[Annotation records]
========
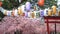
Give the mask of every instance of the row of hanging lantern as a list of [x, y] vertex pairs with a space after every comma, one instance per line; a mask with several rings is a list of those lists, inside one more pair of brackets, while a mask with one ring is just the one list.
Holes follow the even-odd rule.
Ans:
[[[38, 5], [43, 6], [44, 0], [39, 0]], [[25, 11], [25, 9], [26, 9], [26, 11]], [[35, 11], [35, 10], [36, 10], [36, 6], [34, 6], [34, 10], [32, 11], [30, 2], [26, 2], [25, 5], [18, 7], [18, 9], [13, 9], [11, 11], [3, 10], [2, 12], [8, 16], [21, 15], [21, 16], [26, 16], [26, 17], [31, 17], [31, 18], [39, 18], [41, 16], [43, 17], [43, 16], [56, 15], [56, 6], [55, 5], [52, 6], [52, 10], [51, 9], [44, 9], [44, 10], [39, 10], [39, 11]]]

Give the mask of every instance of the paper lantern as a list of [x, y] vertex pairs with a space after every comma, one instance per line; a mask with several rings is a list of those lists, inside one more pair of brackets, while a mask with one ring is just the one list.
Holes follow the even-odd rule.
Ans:
[[44, 6], [44, 0], [39, 0], [39, 1], [38, 1], [38, 5], [39, 5], [39, 6]]
[[7, 11], [7, 16], [11, 16], [11, 12], [10, 11]]
[[52, 11], [53, 11], [53, 15], [56, 15], [56, 6], [55, 5], [52, 6]]
[[18, 16], [18, 10], [17, 9], [15, 9], [15, 11], [14, 11], [14, 16]]
[[40, 10], [40, 16], [41, 16], [41, 17], [44, 16], [44, 10]]
[[13, 9], [12, 12], [11, 12], [12, 16], [14, 16], [14, 11], [15, 11], [15, 9]]
[[2, 2], [0, 1], [0, 7], [2, 6]]
[[25, 17], [28, 17], [28, 12], [25, 12]]
[[18, 9], [18, 15], [22, 15], [22, 14], [23, 14], [22, 9], [19, 8], [19, 9]]
[[40, 12], [36, 12], [36, 18], [40, 17]]
[[11, 12], [12, 16], [14, 16], [14, 12]]
[[48, 16], [48, 9], [44, 10], [44, 16]]
[[48, 10], [48, 16], [52, 16], [52, 11], [50, 9]]
[[22, 16], [25, 16], [25, 13], [23, 13]]
[[35, 17], [35, 13], [34, 13], [34, 12], [31, 13], [31, 17], [32, 17], [32, 18]]
[[60, 16], [60, 11], [58, 12], [58, 15]]
[[7, 15], [7, 10], [4, 10], [4, 15]]
[[29, 11], [30, 10], [30, 2], [26, 2], [26, 10]]

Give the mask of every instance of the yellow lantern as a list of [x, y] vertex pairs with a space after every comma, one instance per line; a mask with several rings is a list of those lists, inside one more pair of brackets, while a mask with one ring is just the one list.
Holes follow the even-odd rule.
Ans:
[[56, 6], [55, 5], [52, 6], [52, 11], [53, 11], [53, 15], [56, 15]]

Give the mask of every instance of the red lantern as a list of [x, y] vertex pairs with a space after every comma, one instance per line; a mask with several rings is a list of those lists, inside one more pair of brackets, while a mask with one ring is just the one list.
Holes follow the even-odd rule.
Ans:
[[2, 6], [2, 2], [0, 1], [0, 7]]
[[39, 0], [39, 1], [38, 1], [38, 5], [39, 5], [39, 6], [44, 6], [44, 0]]

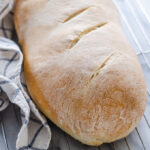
========
= EXERCISE OBJECTIVE =
Please reproduce all of the rows above verbatim, leaving the pictures out of your answer.

= ANSWER FOR THE TASK =
Give the mask of every instance of the row of hanging lantern as a list of [x, y] vertex pairs with a space after every comma, one instance per line; a mask with several rings is a list of those lists, inside one more pair of brackets, while a mask with one ring is just the one list.
Holes follow the even-odd rule.
Ans:
[[[38, 5], [43, 6], [44, 0], [39, 0]], [[25, 11], [25, 9], [26, 9], [26, 11]], [[35, 11], [35, 10], [36, 10], [36, 6], [34, 6], [34, 10], [32, 11], [30, 2], [26, 2], [25, 5], [18, 7], [18, 9], [13, 9], [11, 11], [3, 10], [2, 12], [8, 16], [21, 15], [21, 16], [26, 16], [26, 17], [31, 17], [31, 18], [39, 18], [41, 16], [43, 17], [43, 16], [56, 15], [56, 6], [55, 5], [52, 6], [52, 10], [51, 9], [44, 9], [44, 10], [39, 10], [39, 11]]]

Give the mask of every instance of the paper lantern as a list of [x, y] vertex pairs with a space after every comma, one instance per line; a mask with several rings is a list of those lists, inside one more pair of brackets, while a mask with one ring is just the one list.
Holes follow the even-odd rule.
Ans:
[[44, 6], [44, 0], [39, 0], [39, 1], [38, 1], [38, 5], [39, 5], [39, 6]]
[[7, 11], [7, 16], [11, 16], [11, 12], [10, 11]]
[[52, 11], [53, 11], [53, 15], [56, 15], [56, 6], [55, 5], [52, 6]]
[[18, 16], [18, 10], [17, 9], [15, 9], [15, 11], [14, 11], [14, 16]]
[[40, 10], [40, 16], [41, 16], [41, 17], [44, 16], [44, 10]]
[[13, 9], [12, 12], [11, 12], [12, 16], [14, 16], [14, 11], [15, 11], [15, 9]]
[[2, 2], [0, 1], [0, 7], [2, 6]]
[[25, 17], [28, 17], [28, 12], [25, 12]]
[[18, 9], [18, 15], [22, 15], [22, 14], [23, 14], [22, 9], [19, 8], [19, 9]]
[[40, 12], [36, 12], [36, 18], [40, 17]]
[[11, 12], [12, 16], [14, 16], [14, 12]]
[[48, 16], [48, 9], [44, 10], [44, 16]]
[[48, 10], [48, 16], [52, 16], [52, 11], [50, 9]]
[[22, 16], [25, 16], [25, 13], [23, 13]]
[[35, 17], [35, 13], [34, 13], [34, 12], [31, 13], [31, 17], [32, 17], [32, 18]]
[[60, 16], [60, 11], [58, 12], [58, 15]]
[[7, 15], [7, 10], [4, 10], [4, 15]]
[[29, 11], [30, 10], [30, 2], [26, 2], [26, 10]]

Give the mask of every instance of the yellow lantern as a list of [x, y] vertex pairs with a space after every comma, one instance per line; a mask with several rings is a list of those lists, inside one more pair of brackets, while a mask with one ring is just the one list.
Holes follow the even-odd rule.
Ans:
[[56, 6], [55, 5], [52, 6], [52, 11], [53, 11], [53, 15], [56, 15]]

Give the mask of every instance of the red lantern as a list of [x, y] vertex pairs with a space after every comma, one instance per line; a mask with several rings is a list of those lists, inside one more pair of brackets, while a mask with one ring is just the one list.
Holes follow the even-odd rule.
Ans:
[[2, 6], [2, 2], [0, 1], [0, 7]]
[[39, 0], [39, 1], [38, 1], [38, 5], [39, 5], [39, 6], [44, 6], [44, 0]]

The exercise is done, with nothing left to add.